▶ Given exercise A: Pull out every line in the listing below that contains the string "shirt".

▶ Excerpt:
.....
Wednesday, April 2, 2014

a workable Neo4J config @ AWS

A recent problem set has just been screaming for a graph db (large number of nodes, massive number of edges, shortest path traversal).

After a bit of research we decided that it was best to go with Neo4J over those running on Hadoop (Girpah, etc), at least to get started.Following was our rationale:
  • No one on our team has any graph db experience.
  • The Neo4J community is way more active that it's Hadoop based counterparts.
  • We already run a petty heterogeneous stack (R Studio/Server, Hive, Impala, Python).
  • The ability to show the graph off visually us somewhat important.
  • Our graph db won't see frequent updates, and usage will be minimal.
  • Hydrating the graph from our MYSQL db via python was pretty trivial.
  • Neo4J offers very easy REST API access.

So I went about getting Neo4J to go at AWS, here is a blow by blow of how I got it done.  

Don't follow the main Neo4J EC2 instructions (utilizing Cloud Formation), it was hosed trying to locate the AMI.  Go manual, you will thank me.


Notes / extra steps:
  • Neo4J will be installed in /var/lib/neo4j/
  • Neo4J start script is /etc/init.d/neo4j-service (stop/start/restart) ... this incorrectly noted in docs
  • Edit /etc/security/limits.conf and add these two lines:
neo4j   soft    no file  40000
neo4j   hard    nofile  40000
  • Neo4J is only accessible locally by default:
Edit /var/lib/neo4j/conf/neo4j-server.properties
uncomment this line
org.neo4j.server.webserver.address=0.0.0.0
  • Another thing
Edit /etc/pam.d/su
uncomment or add the following line
session    required   pam_limits.so
That should get you up and running, and accessible.  Here is a picture of a graph we created based on wikipedia categories and pages centered on "Machine Learning".  We are just getting our feet wet, but love what we are seeing!
.....
▶ The records:
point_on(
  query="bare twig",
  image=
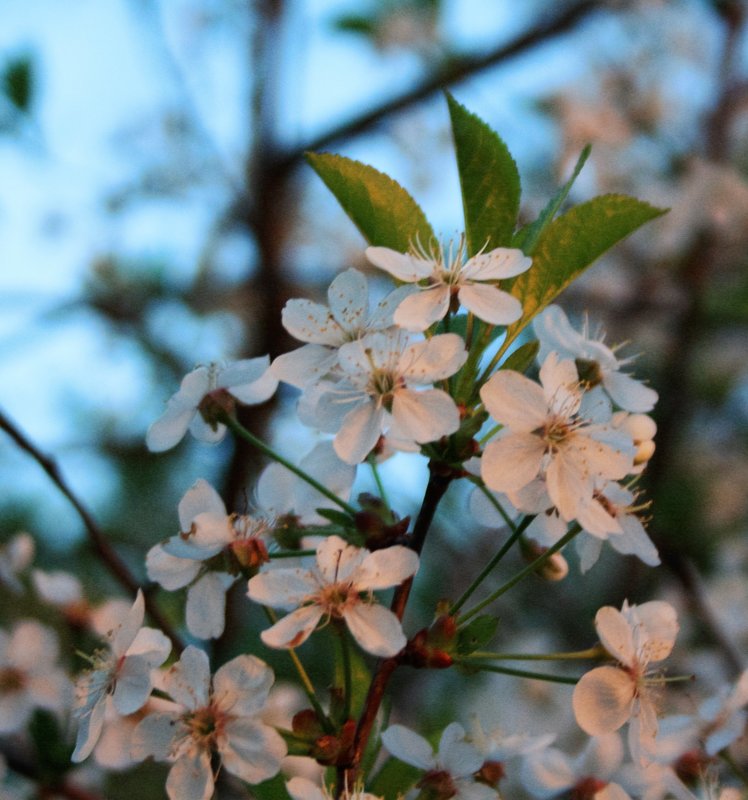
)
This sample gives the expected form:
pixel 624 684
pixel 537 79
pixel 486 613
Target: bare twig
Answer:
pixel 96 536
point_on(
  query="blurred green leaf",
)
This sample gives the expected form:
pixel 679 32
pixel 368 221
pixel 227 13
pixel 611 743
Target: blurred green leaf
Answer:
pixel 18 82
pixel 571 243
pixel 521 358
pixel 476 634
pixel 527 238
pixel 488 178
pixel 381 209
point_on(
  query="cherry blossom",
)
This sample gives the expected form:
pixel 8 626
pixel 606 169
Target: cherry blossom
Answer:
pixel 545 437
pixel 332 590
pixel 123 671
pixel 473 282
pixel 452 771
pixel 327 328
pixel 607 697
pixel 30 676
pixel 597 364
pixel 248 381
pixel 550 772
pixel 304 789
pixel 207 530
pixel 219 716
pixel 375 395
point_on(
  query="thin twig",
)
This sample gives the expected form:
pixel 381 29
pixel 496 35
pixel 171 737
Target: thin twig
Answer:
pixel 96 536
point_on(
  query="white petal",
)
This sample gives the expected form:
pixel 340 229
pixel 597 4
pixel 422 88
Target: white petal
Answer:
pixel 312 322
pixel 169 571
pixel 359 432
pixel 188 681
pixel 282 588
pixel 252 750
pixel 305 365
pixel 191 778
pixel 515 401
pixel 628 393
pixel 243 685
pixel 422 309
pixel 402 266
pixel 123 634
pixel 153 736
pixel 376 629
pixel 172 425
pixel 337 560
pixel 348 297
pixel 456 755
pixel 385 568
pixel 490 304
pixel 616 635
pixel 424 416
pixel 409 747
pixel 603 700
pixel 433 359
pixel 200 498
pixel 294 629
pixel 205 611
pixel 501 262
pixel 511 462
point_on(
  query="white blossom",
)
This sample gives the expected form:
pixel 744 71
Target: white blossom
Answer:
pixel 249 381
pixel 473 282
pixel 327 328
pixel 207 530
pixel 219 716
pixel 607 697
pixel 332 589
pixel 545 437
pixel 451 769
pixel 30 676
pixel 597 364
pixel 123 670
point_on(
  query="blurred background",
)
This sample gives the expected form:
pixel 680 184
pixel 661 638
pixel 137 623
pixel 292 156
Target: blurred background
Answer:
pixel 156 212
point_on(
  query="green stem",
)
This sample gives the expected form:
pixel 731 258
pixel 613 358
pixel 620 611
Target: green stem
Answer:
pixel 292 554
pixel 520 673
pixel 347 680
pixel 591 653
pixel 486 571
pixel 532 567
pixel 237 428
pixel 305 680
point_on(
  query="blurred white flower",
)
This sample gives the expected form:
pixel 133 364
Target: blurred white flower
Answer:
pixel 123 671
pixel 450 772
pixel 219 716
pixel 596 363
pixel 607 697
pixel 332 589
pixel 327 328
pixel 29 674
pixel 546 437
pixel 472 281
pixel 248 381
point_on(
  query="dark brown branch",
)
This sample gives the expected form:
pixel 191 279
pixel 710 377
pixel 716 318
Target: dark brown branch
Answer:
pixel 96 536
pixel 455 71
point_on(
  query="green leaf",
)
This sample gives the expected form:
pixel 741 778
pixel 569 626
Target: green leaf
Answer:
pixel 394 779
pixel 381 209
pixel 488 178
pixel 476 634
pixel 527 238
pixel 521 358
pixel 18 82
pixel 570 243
.....
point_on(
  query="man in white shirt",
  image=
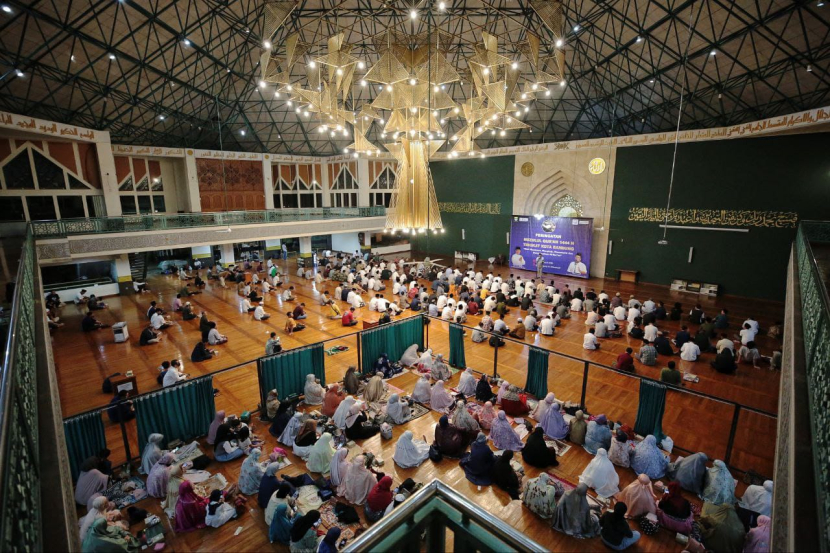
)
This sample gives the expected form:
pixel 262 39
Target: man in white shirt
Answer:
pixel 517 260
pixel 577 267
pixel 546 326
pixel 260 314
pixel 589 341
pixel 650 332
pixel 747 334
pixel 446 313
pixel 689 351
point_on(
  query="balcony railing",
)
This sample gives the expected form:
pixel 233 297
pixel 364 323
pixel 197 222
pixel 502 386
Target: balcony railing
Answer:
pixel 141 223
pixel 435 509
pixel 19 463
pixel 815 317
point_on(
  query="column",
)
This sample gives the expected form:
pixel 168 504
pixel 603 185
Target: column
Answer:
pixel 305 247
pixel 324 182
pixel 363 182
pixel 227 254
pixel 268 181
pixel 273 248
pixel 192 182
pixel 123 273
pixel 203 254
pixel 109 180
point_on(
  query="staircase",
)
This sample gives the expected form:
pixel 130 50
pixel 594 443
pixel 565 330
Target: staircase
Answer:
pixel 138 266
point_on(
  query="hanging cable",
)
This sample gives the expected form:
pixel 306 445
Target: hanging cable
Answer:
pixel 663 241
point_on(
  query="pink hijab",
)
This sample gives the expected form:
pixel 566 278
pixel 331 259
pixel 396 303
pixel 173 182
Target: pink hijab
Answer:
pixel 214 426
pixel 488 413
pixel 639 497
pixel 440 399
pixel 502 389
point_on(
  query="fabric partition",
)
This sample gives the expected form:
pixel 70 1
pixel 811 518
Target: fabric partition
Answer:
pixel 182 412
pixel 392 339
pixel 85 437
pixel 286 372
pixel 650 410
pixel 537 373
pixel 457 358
.....
▶ Given exercise B: In the Neo4J post above, swap "Hadoop" for "Spark" and give the stretch from "a workable Neo4J" through "us somewhat important." with that change made.

▶ Full answer A:
  query="man in white shirt",
Target: man in white shirt

▶ Full answer B:
a workable Neo4J config @ AWS

A recent problem set has just been screaming for a graph db (large number of nodes, massive number of edges, shortest path traversal).

After a bit of research we decided that it was best to go with Neo4J over those running on Spark (Girpah, etc), at least to get started.Following was our rationale:
  • No one on our team has any graph db experience.
  • The Neo4J community is way more active that it's Spark based counterparts.
  • We already run a petty heterogeneous stack (R Studio/Server, Hive, Impala, Python).
  • The ability to show the graph off visually us somewhat important.